[Task directions] Report every line in the records below that holds the word "aquatic".

- - -

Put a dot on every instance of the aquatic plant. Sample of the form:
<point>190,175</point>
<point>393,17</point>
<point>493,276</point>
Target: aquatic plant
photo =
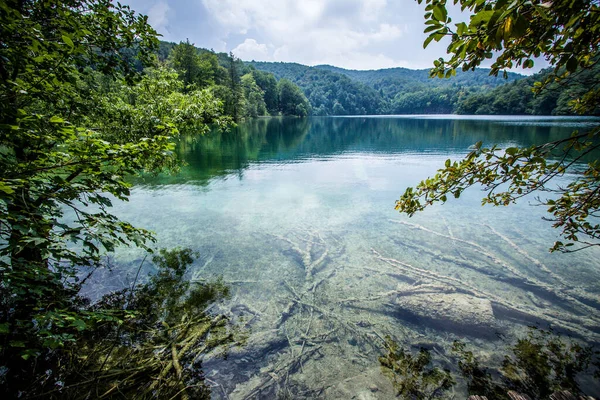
<point>412,375</point>
<point>153,347</point>
<point>538,365</point>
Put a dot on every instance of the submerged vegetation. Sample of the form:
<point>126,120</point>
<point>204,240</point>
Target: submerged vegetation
<point>90,98</point>
<point>537,366</point>
<point>153,344</point>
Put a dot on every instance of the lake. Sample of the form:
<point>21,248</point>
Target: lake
<point>297,215</point>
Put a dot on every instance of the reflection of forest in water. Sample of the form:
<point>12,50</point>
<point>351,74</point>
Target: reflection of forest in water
<point>294,139</point>
<point>321,268</point>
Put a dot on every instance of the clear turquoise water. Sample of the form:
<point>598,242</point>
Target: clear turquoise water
<point>298,216</point>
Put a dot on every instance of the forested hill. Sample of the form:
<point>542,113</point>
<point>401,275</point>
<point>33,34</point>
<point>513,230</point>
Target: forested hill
<point>337,91</point>
<point>377,78</point>
<point>268,88</point>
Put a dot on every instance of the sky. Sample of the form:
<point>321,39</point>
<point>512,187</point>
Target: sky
<point>353,34</point>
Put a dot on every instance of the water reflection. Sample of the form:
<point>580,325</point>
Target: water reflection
<point>297,217</point>
<point>284,140</point>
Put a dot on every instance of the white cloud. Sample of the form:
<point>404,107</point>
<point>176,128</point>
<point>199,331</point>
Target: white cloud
<point>346,33</point>
<point>252,50</point>
<point>158,16</point>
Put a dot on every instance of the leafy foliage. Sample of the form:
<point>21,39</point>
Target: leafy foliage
<point>76,119</point>
<point>153,346</point>
<point>538,365</point>
<point>519,31</point>
<point>411,375</point>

- - -

[Written answer]
Put a dot on every instance of the aquatic plant. Sample of the form:
Target: aquatic plant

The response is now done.